**WHAT THE TASK REQUIRES:** Copy every line of the listing that contains the word "white". Match case exactly.

+---+

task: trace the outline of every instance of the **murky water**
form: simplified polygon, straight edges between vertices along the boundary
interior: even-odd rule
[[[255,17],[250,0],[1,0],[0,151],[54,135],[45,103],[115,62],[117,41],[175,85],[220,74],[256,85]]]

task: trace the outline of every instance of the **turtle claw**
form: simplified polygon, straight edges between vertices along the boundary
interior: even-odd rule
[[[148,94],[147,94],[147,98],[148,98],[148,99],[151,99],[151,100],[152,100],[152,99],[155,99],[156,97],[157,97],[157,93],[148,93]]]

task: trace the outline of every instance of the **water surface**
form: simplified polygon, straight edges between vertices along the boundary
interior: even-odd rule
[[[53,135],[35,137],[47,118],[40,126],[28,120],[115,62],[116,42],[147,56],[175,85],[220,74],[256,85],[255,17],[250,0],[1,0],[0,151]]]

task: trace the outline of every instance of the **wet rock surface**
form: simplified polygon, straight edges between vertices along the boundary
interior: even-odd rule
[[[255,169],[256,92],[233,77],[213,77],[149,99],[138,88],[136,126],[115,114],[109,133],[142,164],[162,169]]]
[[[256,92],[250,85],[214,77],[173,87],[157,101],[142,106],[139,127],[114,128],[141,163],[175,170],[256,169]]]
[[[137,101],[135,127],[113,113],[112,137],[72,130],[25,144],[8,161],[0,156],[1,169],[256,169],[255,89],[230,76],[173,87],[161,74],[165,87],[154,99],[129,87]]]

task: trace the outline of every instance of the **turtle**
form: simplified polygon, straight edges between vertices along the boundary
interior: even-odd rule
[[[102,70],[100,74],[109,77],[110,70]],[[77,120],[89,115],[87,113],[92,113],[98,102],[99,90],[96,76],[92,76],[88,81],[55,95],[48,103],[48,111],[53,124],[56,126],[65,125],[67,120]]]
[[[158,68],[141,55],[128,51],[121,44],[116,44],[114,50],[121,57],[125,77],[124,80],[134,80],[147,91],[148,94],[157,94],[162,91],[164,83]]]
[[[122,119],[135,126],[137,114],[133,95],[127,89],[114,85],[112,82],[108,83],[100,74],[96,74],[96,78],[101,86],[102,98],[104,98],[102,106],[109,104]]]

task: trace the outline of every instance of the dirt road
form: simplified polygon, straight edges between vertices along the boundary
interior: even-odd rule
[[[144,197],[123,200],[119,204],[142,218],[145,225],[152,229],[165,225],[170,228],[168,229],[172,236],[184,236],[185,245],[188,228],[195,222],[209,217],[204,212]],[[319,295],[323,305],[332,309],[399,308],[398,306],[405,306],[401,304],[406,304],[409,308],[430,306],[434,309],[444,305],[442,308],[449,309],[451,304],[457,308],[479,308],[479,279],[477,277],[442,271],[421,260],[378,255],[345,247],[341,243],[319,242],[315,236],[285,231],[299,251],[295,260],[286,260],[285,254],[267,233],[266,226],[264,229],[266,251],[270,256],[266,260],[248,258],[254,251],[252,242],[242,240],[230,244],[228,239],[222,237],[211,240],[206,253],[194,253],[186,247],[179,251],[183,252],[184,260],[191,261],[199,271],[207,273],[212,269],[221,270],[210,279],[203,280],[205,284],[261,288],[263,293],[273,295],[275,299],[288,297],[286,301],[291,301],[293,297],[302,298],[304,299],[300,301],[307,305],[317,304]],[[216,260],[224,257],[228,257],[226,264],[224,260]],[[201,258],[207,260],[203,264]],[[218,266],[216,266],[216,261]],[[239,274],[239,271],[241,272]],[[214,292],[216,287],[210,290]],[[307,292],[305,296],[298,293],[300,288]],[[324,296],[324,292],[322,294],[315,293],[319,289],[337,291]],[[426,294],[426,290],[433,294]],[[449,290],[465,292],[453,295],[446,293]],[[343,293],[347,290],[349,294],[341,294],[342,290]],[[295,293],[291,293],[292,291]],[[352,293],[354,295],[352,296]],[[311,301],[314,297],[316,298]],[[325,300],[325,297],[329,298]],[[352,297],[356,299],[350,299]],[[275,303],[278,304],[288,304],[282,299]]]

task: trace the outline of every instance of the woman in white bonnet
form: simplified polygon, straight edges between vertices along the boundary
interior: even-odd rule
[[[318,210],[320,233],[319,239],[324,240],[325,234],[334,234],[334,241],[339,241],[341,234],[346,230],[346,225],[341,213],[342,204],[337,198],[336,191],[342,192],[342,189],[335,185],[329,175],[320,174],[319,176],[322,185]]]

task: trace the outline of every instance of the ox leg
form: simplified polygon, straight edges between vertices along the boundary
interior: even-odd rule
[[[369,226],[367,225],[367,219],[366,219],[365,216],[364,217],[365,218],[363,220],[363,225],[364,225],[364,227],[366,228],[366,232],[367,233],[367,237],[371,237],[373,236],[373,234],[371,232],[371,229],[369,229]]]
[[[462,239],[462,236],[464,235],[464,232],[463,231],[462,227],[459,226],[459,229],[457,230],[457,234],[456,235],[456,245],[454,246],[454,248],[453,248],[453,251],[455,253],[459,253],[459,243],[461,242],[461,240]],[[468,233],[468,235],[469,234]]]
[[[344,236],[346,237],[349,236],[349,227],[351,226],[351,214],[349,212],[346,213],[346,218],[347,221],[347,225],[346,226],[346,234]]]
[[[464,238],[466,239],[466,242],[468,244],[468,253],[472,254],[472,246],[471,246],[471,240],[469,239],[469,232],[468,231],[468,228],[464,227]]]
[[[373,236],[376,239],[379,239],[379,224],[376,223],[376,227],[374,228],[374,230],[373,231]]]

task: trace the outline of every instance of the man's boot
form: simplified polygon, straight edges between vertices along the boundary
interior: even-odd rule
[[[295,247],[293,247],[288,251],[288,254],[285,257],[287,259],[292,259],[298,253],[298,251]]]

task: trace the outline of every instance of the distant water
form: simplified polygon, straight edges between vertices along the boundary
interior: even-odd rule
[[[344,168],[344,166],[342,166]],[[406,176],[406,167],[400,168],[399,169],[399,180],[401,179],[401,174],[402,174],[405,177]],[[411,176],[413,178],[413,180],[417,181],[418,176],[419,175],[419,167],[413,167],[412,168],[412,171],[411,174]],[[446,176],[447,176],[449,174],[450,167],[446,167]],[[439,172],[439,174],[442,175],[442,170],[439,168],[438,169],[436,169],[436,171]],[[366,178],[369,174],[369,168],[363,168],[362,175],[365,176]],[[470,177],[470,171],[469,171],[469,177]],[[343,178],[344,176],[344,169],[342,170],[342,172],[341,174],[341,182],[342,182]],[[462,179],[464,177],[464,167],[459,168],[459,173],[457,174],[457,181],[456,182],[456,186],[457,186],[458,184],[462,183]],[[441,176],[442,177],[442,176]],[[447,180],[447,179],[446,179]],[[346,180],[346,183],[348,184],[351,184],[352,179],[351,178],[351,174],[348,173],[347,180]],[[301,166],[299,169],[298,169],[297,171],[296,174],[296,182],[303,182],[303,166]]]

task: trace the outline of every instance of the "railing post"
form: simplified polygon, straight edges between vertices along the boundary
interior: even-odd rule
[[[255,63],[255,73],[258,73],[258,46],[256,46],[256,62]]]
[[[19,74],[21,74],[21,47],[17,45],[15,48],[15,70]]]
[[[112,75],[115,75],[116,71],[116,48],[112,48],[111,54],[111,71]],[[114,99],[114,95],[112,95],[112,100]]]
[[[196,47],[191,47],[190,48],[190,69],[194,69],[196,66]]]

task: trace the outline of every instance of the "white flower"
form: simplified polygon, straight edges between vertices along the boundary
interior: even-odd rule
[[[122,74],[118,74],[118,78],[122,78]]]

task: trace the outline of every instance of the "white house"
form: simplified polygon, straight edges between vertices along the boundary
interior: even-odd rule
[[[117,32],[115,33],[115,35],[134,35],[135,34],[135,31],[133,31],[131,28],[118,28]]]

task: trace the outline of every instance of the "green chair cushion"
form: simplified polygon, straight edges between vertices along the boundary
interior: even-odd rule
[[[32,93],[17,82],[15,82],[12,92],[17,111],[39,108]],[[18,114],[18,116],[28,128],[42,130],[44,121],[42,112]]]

+---+

**COMPLETED EXERCISE:**
task: trace the outline of every instance of the woman in white bonnet
task: trace the outline of every instance of the "white flower"
task: trace the outline of every instance of the "white house"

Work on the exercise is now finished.